Exercise objective:
Reproduce the records verbatim from their opening line through the line containing "[[657, 345, 765, 441], [398, 406, 501, 485]]", including both of those lines.

..............................

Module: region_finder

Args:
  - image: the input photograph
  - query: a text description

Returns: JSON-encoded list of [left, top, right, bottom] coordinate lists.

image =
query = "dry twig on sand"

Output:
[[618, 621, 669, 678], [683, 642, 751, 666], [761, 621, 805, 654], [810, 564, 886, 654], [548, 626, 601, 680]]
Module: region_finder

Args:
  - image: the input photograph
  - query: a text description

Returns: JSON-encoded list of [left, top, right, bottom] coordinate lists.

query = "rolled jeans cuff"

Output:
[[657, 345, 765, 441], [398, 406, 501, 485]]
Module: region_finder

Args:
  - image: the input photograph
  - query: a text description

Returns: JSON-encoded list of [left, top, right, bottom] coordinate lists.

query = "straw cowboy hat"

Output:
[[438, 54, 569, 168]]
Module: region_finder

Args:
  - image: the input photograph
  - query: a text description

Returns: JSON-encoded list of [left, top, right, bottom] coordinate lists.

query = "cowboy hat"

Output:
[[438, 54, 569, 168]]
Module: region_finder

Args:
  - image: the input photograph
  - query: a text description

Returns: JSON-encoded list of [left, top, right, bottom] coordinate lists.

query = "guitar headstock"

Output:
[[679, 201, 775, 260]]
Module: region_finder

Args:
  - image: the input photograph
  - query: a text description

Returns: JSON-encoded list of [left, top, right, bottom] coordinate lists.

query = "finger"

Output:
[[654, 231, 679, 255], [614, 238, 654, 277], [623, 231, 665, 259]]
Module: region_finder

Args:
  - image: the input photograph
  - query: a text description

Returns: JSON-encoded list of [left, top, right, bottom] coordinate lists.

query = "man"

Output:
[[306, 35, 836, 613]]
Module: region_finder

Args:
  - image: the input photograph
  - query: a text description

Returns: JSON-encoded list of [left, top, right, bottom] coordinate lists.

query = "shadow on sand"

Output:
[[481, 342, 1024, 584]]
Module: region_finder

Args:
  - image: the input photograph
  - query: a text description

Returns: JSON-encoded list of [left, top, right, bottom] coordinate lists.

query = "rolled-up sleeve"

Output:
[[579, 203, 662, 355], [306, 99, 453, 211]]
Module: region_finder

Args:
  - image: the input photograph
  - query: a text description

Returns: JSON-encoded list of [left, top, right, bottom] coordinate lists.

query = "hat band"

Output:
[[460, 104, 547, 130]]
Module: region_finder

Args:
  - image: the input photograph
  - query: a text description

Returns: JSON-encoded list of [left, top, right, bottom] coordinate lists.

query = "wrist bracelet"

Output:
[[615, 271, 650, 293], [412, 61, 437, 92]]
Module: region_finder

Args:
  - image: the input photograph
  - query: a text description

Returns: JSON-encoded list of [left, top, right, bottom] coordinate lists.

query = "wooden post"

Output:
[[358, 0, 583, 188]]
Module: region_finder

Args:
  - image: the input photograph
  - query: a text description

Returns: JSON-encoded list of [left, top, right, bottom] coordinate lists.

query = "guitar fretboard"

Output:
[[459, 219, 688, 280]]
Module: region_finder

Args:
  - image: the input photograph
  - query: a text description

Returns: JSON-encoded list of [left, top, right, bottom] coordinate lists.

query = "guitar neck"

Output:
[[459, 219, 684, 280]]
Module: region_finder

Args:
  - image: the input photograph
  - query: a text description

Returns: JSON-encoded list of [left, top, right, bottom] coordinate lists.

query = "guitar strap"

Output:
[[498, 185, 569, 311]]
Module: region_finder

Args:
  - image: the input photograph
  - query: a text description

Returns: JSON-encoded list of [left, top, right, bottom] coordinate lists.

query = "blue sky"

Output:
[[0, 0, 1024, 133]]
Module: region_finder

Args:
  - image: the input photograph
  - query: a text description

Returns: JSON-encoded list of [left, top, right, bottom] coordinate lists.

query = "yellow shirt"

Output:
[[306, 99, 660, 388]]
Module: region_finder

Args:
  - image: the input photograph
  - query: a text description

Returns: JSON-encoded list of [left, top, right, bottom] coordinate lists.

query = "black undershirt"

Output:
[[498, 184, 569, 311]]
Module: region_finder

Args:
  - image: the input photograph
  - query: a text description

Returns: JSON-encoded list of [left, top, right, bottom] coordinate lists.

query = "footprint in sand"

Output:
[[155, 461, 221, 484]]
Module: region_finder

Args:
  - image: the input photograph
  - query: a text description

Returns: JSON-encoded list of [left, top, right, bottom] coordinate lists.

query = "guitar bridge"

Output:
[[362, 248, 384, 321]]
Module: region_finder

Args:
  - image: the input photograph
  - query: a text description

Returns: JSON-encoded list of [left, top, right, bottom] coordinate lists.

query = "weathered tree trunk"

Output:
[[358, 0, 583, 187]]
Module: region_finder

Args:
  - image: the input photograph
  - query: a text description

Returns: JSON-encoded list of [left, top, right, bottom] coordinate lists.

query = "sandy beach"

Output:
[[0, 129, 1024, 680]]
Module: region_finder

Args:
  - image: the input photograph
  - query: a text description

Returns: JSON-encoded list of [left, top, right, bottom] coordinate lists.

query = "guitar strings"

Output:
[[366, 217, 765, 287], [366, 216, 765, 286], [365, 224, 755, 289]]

..............................

In response:
Module: region_finder

Args:
  - image: the input photograph
  - query: a text description

Returns: JSON-encoded list of [left, top, right, bottom] coordinate lists.

image =
query = "dry twig on sand"

Output:
[[618, 621, 669, 678], [683, 642, 751, 666], [761, 621, 805, 654], [810, 564, 886, 654], [548, 626, 601, 680]]
Module: region_finder

Args:
  - image: the input photograph
  - query: a text description

Returns: JSON-encoded list of [left, top, right, bottom] coordinate lists.

query = "rolled jeans cuff"

Output:
[[657, 345, 765, 441], [398, 406, 501, 485]]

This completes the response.